** Begin **

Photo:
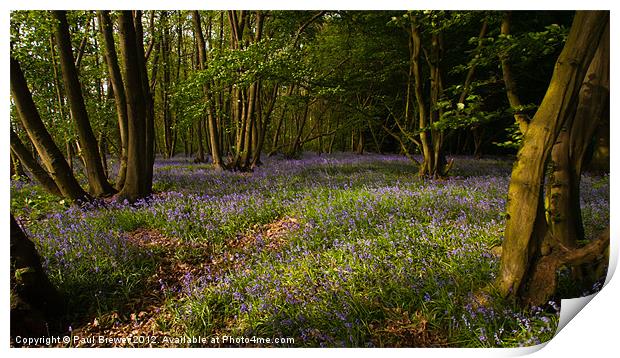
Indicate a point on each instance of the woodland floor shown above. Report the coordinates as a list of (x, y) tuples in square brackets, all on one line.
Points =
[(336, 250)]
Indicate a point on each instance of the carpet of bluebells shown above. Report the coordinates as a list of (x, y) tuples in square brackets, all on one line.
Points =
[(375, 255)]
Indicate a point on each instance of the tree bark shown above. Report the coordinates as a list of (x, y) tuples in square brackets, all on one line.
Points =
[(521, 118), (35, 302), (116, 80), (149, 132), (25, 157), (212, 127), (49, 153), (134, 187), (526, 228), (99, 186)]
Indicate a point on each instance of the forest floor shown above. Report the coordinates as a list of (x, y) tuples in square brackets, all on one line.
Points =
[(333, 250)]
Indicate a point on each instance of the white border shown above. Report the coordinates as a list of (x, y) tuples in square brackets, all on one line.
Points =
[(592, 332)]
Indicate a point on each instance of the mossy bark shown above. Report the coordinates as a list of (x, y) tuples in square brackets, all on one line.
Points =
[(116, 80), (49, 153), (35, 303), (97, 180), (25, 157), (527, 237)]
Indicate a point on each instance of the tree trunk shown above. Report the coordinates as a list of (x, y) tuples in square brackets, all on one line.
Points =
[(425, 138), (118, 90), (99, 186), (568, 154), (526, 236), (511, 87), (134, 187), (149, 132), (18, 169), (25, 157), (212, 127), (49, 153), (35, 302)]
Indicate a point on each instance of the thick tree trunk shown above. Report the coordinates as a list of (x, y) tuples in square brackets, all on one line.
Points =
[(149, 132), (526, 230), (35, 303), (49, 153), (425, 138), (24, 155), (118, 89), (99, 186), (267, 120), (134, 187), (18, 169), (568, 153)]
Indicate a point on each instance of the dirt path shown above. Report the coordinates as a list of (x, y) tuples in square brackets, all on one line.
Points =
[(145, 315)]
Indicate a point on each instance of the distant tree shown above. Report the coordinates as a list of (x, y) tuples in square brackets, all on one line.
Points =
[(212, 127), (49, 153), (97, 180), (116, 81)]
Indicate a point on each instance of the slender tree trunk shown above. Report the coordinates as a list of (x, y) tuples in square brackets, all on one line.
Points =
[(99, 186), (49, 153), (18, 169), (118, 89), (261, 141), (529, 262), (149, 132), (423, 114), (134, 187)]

** End **
** Begin **

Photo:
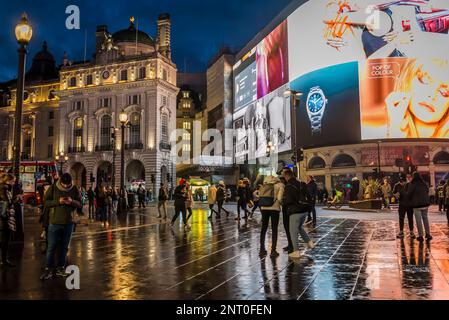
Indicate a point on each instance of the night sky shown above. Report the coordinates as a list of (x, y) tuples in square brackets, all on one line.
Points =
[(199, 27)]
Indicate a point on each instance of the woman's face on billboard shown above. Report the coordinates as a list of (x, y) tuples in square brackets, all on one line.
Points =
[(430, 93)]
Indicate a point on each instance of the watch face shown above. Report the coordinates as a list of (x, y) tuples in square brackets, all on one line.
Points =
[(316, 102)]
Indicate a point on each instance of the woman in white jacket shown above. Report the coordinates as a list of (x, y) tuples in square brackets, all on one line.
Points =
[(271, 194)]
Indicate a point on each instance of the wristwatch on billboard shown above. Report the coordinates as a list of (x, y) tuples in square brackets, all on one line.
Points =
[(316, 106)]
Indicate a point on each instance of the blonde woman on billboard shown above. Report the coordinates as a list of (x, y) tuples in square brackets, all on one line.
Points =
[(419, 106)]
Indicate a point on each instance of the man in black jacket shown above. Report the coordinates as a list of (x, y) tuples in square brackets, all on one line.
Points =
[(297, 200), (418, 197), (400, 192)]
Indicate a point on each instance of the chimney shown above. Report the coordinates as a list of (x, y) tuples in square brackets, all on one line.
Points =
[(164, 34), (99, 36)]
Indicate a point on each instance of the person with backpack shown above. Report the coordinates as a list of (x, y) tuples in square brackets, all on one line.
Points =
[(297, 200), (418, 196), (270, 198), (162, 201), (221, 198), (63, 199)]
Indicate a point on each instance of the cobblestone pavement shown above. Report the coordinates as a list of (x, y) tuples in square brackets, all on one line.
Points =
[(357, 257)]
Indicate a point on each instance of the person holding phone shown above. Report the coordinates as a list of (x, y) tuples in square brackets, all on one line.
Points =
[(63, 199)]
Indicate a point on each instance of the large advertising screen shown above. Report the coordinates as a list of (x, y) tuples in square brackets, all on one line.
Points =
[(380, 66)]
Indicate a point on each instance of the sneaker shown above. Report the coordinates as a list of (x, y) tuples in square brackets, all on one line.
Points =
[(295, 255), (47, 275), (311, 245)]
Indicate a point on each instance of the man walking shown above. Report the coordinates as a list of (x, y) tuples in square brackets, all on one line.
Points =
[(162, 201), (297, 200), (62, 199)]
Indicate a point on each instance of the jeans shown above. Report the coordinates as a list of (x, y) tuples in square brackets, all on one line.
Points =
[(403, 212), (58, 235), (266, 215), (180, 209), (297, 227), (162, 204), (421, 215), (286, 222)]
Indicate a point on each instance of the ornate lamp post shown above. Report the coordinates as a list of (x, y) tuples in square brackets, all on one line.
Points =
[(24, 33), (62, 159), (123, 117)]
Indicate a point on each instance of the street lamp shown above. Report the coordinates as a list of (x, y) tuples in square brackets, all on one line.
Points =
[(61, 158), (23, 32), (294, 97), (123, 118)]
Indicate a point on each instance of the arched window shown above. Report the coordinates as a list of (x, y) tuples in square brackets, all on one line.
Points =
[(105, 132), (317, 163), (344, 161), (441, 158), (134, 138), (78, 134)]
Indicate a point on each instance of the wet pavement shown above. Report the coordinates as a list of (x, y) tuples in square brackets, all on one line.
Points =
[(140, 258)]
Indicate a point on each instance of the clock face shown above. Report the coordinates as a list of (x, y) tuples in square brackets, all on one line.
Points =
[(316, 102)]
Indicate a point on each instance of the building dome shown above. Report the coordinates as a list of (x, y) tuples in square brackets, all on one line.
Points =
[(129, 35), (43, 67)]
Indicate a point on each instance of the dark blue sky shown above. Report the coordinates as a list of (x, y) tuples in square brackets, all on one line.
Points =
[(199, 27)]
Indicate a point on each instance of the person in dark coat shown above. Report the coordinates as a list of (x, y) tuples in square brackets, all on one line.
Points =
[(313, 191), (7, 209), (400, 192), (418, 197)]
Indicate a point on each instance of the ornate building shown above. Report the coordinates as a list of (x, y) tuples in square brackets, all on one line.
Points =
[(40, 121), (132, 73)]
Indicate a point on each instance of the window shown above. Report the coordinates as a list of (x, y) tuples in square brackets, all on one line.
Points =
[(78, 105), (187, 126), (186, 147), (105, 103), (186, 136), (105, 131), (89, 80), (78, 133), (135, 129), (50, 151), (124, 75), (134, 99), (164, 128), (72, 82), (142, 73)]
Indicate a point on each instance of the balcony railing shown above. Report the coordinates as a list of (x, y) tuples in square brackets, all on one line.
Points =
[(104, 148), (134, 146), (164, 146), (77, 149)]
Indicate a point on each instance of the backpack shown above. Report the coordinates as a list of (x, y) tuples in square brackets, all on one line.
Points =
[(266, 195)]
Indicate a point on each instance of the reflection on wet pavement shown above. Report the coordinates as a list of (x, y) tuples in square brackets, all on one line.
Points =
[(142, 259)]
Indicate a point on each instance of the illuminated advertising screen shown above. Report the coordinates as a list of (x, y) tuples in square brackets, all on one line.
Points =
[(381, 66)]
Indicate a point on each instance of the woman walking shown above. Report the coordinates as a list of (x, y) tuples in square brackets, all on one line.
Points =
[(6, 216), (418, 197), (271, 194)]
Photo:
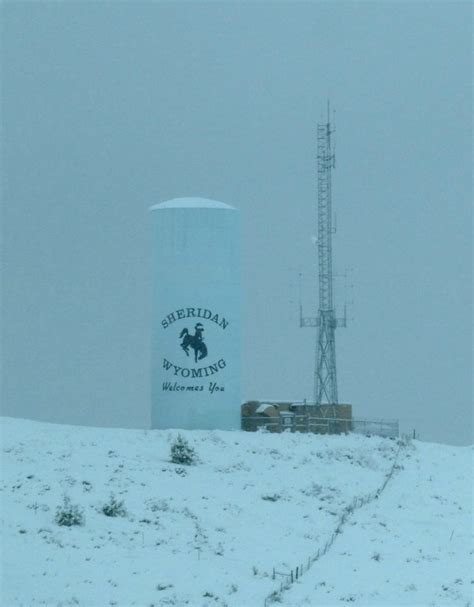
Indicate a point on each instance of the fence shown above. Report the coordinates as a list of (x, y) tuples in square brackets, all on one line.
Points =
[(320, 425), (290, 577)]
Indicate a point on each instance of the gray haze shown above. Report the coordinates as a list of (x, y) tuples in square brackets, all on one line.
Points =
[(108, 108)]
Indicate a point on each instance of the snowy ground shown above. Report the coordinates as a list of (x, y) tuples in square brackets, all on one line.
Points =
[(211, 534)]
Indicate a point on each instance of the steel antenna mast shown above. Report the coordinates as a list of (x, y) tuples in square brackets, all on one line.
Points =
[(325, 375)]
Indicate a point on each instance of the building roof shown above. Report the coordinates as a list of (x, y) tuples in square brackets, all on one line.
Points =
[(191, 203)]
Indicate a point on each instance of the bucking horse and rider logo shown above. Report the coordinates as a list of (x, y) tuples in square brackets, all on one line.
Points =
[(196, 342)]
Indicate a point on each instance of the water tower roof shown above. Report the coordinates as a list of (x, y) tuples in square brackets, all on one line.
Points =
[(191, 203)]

** End **
** Begin **

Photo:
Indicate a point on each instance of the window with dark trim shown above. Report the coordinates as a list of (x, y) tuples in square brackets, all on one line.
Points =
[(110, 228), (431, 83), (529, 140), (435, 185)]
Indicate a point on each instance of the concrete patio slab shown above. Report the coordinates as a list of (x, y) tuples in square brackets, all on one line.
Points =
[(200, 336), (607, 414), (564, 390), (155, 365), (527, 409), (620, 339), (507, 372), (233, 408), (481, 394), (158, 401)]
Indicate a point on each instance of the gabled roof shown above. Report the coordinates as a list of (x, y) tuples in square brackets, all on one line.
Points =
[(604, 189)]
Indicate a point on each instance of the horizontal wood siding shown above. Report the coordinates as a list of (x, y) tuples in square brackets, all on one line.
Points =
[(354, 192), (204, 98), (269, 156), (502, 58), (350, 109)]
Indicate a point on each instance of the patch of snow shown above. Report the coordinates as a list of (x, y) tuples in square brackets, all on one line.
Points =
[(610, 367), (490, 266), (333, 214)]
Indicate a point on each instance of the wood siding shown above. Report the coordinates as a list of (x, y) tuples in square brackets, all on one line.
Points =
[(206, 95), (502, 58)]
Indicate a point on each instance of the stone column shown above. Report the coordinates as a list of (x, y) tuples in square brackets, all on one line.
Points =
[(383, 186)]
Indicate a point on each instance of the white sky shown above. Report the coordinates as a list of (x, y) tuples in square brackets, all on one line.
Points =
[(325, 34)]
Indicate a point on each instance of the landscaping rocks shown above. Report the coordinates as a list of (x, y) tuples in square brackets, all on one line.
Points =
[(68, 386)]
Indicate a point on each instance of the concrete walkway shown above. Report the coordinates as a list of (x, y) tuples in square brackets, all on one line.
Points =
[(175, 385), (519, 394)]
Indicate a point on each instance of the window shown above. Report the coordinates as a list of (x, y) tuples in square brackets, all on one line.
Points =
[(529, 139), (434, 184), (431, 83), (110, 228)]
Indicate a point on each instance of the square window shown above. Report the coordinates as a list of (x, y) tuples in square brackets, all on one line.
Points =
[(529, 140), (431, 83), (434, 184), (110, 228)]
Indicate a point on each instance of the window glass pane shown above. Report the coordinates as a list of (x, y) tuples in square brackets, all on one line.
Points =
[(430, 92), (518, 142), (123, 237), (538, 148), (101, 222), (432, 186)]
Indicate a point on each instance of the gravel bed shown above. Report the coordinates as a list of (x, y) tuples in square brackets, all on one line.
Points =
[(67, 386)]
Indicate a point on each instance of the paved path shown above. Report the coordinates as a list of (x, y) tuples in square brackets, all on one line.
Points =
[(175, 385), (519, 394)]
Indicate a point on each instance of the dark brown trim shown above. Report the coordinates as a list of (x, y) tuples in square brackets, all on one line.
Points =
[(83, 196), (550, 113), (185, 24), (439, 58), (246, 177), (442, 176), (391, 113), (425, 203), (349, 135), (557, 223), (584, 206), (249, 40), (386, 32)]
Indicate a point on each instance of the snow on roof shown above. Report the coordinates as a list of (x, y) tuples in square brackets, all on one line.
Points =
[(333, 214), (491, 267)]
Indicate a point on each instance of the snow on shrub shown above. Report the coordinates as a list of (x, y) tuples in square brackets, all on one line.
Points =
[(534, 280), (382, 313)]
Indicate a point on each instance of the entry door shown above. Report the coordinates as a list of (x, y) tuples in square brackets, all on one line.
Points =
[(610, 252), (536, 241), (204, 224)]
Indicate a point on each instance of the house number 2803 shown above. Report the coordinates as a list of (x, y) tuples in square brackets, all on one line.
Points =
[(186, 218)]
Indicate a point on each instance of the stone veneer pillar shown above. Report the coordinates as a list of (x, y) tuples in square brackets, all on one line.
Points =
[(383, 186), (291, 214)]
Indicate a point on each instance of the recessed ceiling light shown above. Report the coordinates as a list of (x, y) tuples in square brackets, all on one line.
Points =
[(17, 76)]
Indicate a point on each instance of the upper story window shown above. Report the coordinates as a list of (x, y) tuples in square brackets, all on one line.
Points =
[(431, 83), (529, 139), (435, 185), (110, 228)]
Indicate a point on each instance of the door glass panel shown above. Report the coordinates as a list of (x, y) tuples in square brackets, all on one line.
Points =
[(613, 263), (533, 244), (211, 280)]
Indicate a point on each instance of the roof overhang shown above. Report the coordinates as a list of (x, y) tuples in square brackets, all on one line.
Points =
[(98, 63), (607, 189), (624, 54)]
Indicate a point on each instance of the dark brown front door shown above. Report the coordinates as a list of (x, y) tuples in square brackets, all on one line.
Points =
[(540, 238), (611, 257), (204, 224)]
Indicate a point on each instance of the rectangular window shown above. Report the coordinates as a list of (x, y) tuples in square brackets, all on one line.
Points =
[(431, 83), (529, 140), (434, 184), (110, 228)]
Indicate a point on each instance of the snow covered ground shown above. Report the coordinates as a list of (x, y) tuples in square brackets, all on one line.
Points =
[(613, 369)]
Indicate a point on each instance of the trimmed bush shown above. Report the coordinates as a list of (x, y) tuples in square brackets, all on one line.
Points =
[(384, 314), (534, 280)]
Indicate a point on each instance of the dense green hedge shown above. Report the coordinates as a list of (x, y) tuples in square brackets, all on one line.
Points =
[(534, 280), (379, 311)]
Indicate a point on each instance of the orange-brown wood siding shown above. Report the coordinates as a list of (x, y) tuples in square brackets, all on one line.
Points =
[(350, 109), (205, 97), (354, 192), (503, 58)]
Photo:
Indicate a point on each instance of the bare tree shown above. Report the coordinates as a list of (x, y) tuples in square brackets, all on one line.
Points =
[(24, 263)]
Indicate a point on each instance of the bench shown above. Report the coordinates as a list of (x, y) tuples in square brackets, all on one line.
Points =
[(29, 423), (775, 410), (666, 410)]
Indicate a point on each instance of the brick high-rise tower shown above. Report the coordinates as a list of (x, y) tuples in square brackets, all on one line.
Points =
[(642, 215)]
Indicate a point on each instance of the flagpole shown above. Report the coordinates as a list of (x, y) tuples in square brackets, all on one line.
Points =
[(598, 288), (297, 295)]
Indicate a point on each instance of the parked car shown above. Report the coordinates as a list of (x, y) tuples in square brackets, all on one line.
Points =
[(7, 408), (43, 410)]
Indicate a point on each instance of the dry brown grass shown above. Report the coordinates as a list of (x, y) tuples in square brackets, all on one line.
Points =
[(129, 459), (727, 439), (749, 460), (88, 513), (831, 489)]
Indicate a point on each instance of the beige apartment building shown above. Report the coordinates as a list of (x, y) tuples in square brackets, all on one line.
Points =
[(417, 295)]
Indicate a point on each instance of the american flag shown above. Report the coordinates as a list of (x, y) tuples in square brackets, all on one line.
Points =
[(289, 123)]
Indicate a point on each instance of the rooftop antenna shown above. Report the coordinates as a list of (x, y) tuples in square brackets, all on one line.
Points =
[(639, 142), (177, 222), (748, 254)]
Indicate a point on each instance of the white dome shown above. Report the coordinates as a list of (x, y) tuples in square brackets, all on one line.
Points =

** End **

STATED PROBLEM:
Reproduce the listing above without alteration, from the line containing "Indicate a point on each instance of the entry" down to the line containing "[(431, 83), (529, 139), (435, 185), (110, 228)]", with both of those lines included.

SOLUTION TO THE PROBLEM:
Indicate a point on each instance of the entry door shown above. Report the coordinates as a list of (x, y) tuples in square brackets, all on one line.
Points =
[(610, 252), (536, 241), (204, 224)]
Indicate a point on each instance of the house number 2803 shown above. Report the coordinates as a list of (x, y) tuples in square brackets, all on one line.
Points =
[(186, 218)]
Indicate a point on each instance of the stone veneer pillar shown above. Report the coordinates as a list of (x, y) tuples in square brackets, all on one line.
Points =
[(383, 186), (291, 214)]
Indicate a point on each instance of the recessed ceiling light shown above. Report the coordinates as a list of (x, y) tuples in square brackets, all on one line.
Points =
[(17, 76)]
Indicate a point on each instance of the upper story window shown above. Report the coordinates as a list of (x, y) tuples in square brackets, all on one line.
Points =
[(431, 83), (529, 139), (435, 185), (110, 228)]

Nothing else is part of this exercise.